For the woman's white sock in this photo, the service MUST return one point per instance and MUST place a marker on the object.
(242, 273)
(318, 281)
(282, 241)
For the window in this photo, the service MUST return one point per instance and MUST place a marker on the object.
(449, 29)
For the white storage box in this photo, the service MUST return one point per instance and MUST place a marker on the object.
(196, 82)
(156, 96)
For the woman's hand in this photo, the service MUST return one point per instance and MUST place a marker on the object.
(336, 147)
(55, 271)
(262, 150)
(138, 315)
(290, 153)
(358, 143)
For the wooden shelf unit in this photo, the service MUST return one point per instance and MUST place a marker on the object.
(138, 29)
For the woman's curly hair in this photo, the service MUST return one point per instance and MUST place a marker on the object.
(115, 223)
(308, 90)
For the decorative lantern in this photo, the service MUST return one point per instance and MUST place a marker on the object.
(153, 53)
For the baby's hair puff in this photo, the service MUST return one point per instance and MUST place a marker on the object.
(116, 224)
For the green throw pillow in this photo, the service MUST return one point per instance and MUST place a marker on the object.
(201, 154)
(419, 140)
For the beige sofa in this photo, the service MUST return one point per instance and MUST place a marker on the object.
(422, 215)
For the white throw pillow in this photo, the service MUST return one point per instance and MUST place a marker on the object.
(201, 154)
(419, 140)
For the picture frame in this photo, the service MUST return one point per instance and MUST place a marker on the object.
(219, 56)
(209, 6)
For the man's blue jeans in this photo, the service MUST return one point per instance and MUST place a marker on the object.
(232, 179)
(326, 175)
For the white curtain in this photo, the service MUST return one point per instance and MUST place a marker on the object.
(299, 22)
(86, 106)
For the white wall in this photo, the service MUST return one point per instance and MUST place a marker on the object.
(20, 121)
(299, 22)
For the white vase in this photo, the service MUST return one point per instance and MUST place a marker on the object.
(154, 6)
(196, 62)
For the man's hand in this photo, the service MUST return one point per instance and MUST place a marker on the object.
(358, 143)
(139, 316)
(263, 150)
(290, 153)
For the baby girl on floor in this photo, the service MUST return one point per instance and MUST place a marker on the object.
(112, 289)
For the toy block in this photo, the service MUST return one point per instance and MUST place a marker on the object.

[What you should do] Copy all the lines, exactly.

[Answer in full]
For the woman's white sock in this photo, the service MUST return one point per instance and MUST place a marker on the object.
(242, 273)
(318, 281)
(282, 241)
For the window in this photo, the service MUST return one point per instance and MUST place a marker on the object.
(449, 29)
For the white storage box in this photo, the service MUST return one point per instance and MUST place a marker on the object.
(196, 82)
(156, 96)
For the woman's hand in this photo, the service MUST return one point per instance and MUST place a marker on the object.
(336, 147)
(55, 271)
(262, 150)
(138, 315)
(290, 153)
(358, 143)
For the wooden shelf unit in this photo, the service MUST return one point per instance and MUST place a marker on the object.
(138, 29)
For the woman's curly hair in this photo, the service MUST return one point per instance and MUST place a marker on the object.
(115, 223)
(308, 90)
For the decorative lantern in this photo, the service MUST return one point per instance and MUST place a marker on the object.
(153, 53)
For the baby's hair puff in this photo, the service MUST return one point per instance and MUST place a marker on the object.
(116, 224)
For the green throw pillow in this photo, the service MUST return one point per instance and MUST place a marker on the object.
(201, 154)
(419, 140)
For the beige sofa in this photo, the service MUST return one point per instance and MUST place a marker on the object.
(422, 215)
For the white throw pillow in this photo, the service MUST return one point per instance and MUST place a marker on the object.
(201, 154)
(419, 140)
For the picture frame in this photo, the service MUST return one point per instance and MUST place a marker on the object.
(219, 56)
(209, 6)
For the man's blue jeans in this photo, the service MUST return one point per instance and MUST place a marker on the object.
(232, 179)
(326, 175)
For the white curtain in this photo, the service MUST return one point per instance and MUST place a marker on the object.
(299, 22)
(86, 106)
For the white wall in this photo, the service MUST return one point per instance and MUST place a marker on the object.
(20, 121)
(299, 22)
For the white vase in this photo, the service MUST return one point per instance and MUST place a marker on the object.
(154, 6)
(196, 62)
For the man's hand in this photo, the service MUST return one point per instance and MUST place a marker on the object.
(358, 143)
(139, 316)
(263, 150)
(290, 153)
For the baby girl on floor in this photo, the service MUST return one point per instance and MUST place a marker on the object.
(112, 289)
For the toy block in this photo, the service MUST return one point per instance and MUST place a marker on the object.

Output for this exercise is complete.